* [Provided text]
□ □ □ □
Social networks that purely work by requesting music from artists directly are dumb, and I’m amazingly glad new ones don’t seem to crop up as often as they used to. That still didn’t stop Facebook from coming into this space did it? It’s ok for them, they’ve got loads of weight and user experience experience (emphasis on user and not artist). And this also doesn’t stop services like MySpace, Last.fm, and iLike from keeping this functionality exactly how it was when they came up with the idea. A number of these sites also serve as content pulling aggregators to get the major label stuff, so simply provide the extra indie artist upload functionality as a side-lined alternative. When you can get a hundred thousand really popular songs from a major by paying for it there’s not as much incentive to improve the service for indie artists and get a small trickle of content. MySpace is probably the only one where indie uploaded music may out-weight major label sourced content. What hope is there for other sites that want to be able to tailor their own music playing service around sourcing the music from the content pushing aggregators plus as many indie/new artists as possible? If they ask artists to upload the content manually, ABSOLUTELY NONE, UNLESS THEIR SERVICE IS EXTREMELY EXCEPTIONAL AND AS POPULAR/GOOD AS MYSPACE.
So how should you contribute to this huge fuck-up of brilliant services held together by the endless supply of new music and new ears? The most important thing to remember is that one-up-man’s-ship is an absolutely fucking terrible idea. Creating a similar service and making it slightly better does not an awesome incredible experience make, especially if artists still have to upload music to you!
□ □ □ □
* [Data]
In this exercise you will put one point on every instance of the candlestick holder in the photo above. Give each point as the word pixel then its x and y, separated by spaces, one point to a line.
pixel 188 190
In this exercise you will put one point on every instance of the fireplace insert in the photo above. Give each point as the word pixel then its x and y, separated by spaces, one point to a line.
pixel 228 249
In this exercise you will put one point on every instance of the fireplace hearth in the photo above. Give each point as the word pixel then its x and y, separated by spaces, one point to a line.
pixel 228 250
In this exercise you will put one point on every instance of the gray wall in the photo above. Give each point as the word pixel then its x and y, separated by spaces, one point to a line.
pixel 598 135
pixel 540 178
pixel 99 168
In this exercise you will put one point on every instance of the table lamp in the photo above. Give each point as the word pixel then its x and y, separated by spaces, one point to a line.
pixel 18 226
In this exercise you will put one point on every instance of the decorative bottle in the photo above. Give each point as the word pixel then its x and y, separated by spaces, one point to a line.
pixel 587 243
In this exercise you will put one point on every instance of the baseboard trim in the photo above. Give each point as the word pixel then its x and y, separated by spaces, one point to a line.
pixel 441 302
□ □ □ □
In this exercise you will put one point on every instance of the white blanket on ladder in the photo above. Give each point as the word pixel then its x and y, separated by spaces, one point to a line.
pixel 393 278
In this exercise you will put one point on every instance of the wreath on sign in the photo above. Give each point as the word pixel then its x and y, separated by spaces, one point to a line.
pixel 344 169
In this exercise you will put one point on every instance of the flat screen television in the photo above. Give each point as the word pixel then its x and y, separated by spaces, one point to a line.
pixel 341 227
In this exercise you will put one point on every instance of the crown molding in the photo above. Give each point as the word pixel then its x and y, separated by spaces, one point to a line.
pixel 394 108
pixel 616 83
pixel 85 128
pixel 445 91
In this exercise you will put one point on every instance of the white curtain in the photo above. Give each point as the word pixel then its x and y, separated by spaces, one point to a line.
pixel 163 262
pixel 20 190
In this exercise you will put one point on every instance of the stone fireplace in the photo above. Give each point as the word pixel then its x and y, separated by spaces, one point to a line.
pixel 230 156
□ □ □ □
* [Problems to solve]
**a)** Name every online service or site that the passage on music social networks mentions by name.
**b)** Reproduce word for word the part of the passage on music social networks starting at "So how should" and ending at "music to you!".

* [Answers to the problems]
**a)** Facebook, MySpace, Last.fm, iLike

**b)**
So how should you contribute to this huge fuck-up of brilliant services held together by the endless supply of new music and new ears? The most important thing to remember is that one-up-man’s-ship is an absolutely fucking terrible idea. Creating a similar service and making it slightly better does not an awesome incredible experience make, especially if artists still have to upload music to you!